Objective:
Report every line in the entries below that contains the word "horizon".

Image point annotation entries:
————————

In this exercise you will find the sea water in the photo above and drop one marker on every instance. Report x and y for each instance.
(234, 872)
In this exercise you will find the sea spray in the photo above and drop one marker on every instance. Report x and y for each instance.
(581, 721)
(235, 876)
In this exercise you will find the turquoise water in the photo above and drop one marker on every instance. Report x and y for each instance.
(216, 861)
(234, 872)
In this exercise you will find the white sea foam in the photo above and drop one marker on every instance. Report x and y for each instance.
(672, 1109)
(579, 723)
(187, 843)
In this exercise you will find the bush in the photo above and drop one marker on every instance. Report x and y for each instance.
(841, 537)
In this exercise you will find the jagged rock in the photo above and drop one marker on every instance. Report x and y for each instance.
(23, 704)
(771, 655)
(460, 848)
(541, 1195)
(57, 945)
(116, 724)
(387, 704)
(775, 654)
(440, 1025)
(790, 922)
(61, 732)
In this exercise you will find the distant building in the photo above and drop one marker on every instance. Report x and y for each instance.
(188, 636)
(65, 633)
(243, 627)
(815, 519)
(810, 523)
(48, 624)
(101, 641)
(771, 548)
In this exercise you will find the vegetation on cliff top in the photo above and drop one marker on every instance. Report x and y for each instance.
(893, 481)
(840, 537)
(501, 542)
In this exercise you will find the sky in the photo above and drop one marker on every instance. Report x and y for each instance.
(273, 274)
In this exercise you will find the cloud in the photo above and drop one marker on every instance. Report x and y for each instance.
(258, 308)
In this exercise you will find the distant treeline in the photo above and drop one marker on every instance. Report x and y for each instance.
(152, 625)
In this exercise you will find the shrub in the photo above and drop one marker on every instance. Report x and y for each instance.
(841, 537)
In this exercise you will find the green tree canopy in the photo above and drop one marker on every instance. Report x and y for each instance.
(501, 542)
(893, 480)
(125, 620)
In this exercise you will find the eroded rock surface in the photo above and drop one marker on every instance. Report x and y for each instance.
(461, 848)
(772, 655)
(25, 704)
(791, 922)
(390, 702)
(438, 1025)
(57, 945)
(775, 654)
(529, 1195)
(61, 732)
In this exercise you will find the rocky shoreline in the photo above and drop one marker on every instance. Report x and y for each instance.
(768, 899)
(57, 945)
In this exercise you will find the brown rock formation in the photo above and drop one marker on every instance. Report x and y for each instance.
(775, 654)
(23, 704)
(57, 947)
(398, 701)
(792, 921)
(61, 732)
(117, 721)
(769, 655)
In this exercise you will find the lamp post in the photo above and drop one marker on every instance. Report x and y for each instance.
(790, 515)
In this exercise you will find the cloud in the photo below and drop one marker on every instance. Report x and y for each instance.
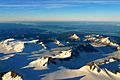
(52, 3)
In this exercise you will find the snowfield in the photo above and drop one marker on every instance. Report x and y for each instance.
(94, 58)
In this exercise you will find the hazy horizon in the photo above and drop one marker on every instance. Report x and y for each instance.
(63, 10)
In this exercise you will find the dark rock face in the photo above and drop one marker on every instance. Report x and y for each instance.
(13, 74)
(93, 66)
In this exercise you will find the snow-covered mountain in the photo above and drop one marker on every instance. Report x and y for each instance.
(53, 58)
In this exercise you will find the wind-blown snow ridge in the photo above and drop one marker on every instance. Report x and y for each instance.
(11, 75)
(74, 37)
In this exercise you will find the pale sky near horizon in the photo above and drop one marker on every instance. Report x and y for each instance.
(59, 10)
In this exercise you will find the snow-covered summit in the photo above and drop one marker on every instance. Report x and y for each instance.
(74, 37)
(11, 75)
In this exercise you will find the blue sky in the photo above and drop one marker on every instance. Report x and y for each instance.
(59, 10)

————————

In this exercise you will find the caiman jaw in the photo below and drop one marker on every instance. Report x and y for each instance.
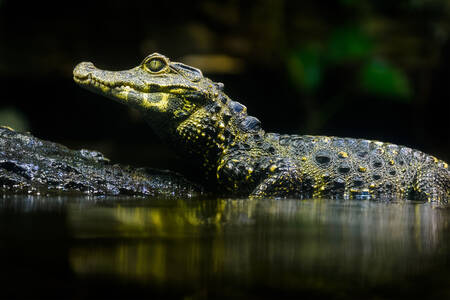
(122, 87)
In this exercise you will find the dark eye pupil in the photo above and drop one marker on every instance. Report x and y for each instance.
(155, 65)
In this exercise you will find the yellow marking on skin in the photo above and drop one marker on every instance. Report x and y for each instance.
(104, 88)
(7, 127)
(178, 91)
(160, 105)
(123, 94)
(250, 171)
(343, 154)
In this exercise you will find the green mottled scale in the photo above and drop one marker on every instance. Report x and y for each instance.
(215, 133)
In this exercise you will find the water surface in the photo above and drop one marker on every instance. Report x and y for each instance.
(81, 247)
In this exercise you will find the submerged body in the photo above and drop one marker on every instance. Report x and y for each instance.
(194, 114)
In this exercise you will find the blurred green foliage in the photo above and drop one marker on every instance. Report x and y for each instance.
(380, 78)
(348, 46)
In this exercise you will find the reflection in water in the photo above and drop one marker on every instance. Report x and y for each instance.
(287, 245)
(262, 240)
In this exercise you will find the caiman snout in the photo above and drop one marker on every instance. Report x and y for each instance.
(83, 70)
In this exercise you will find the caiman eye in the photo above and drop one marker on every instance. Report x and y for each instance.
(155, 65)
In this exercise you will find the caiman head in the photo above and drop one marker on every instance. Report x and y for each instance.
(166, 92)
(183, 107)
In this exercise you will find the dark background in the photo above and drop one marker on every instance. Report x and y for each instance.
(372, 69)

————————

Expected answer:
In this exercise you will find the hazy horizon in the photo above and drop one marker on every instance. Report x and y for each instance.
In this exercise you will find the pale sky near horizon in the photo above and drop one marker on every instance. Report x and y for each instance.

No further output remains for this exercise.